■ **EXERCISE DESCRIPTION**
Repeat the data below, word for word, from the line containing "Question. For every instance of the tree" through the end of the data. Leave the pictures out of your answer.

'''

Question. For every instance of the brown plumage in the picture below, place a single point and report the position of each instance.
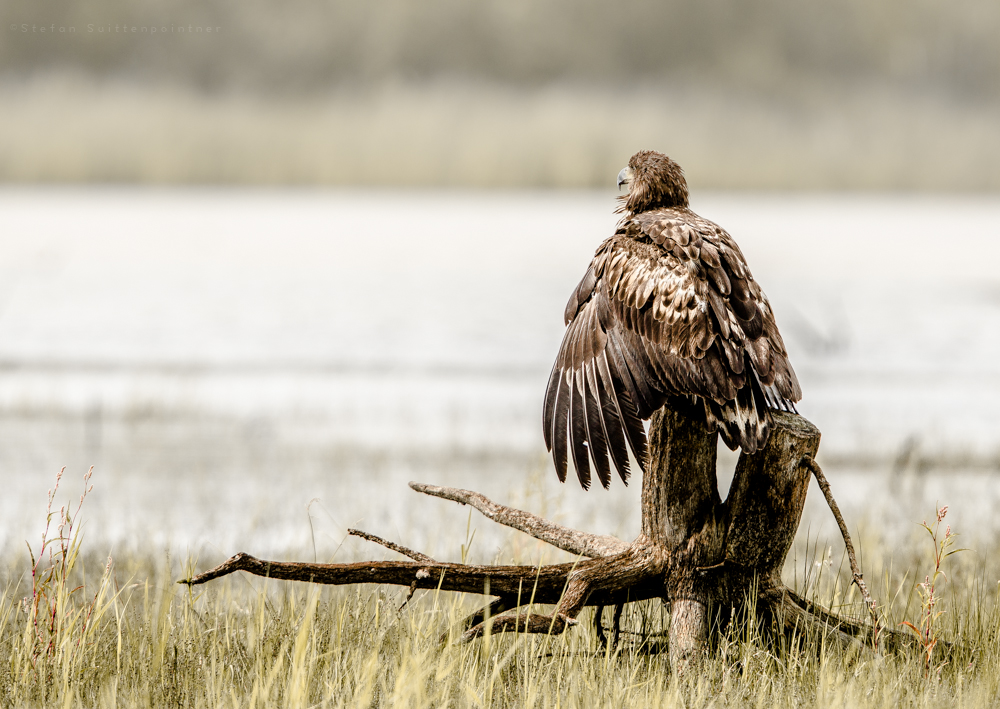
(667, 308)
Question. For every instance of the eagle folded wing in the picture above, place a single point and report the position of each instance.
(667, 307)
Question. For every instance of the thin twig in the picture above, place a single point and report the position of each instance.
(398, 548)
(824, 485)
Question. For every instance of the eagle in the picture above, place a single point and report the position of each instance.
(667, 309)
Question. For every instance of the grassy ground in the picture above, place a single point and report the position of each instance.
(85, 632)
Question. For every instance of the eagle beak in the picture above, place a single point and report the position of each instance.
(624, 177)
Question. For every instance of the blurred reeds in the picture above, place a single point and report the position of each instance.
(839, 95)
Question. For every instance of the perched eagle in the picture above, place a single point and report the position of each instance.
(667, 308)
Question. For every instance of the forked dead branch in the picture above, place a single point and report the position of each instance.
(705, 557)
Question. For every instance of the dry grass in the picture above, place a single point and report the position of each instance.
(125, 635)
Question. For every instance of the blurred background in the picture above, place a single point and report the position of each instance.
(262, 264)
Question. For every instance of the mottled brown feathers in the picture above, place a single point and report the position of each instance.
(667, 308)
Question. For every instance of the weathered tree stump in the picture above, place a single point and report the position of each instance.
(698, 553)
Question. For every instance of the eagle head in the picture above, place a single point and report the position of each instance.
(653, 181)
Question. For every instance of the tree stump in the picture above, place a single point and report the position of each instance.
(696, 552)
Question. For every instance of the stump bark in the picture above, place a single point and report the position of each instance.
(706, 558)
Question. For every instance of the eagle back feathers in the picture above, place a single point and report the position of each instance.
(667, 308)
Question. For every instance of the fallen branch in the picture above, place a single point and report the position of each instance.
(398, 548)
(695, 551)
(858, 579)
(565, 538)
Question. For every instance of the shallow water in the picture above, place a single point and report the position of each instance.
(225, 357)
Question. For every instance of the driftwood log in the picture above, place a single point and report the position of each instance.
(705, 557)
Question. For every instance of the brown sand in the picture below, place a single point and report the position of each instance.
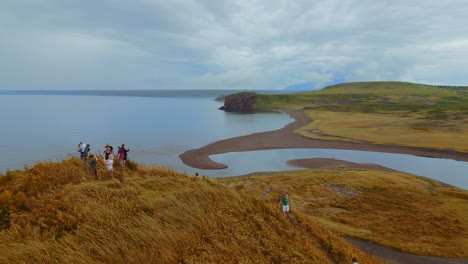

'''

■ **WRITTEN ANSWER**
Question. For every instance of the tree stump in the picture above, place a single point and report the position of each instance.
(696, 552)
Question. For every instance of the stump bark in the picture above, place a single point and report the position of each instance.
(706, 558)
Question. For every instance of the eagle back feathers in the picture above, place a single point and report the position of each instance.
(667, 308)
Question. For every instance of the fallen branch in the picture above, place a single point and report the position of each instance.
(398, 548)
(695, 551)
(858, 579)
(565, 538)
Question. For every instance of the shallow water in the picture above, place a single point and report the position of each instance.
(225, 357)
Question. For every instance of the driftwood log in the picture above, place a single point and report the position of each instance.
(705, 557)
Question. For every instance of the brown sand in the picture below, place a single point and report the position of each instance.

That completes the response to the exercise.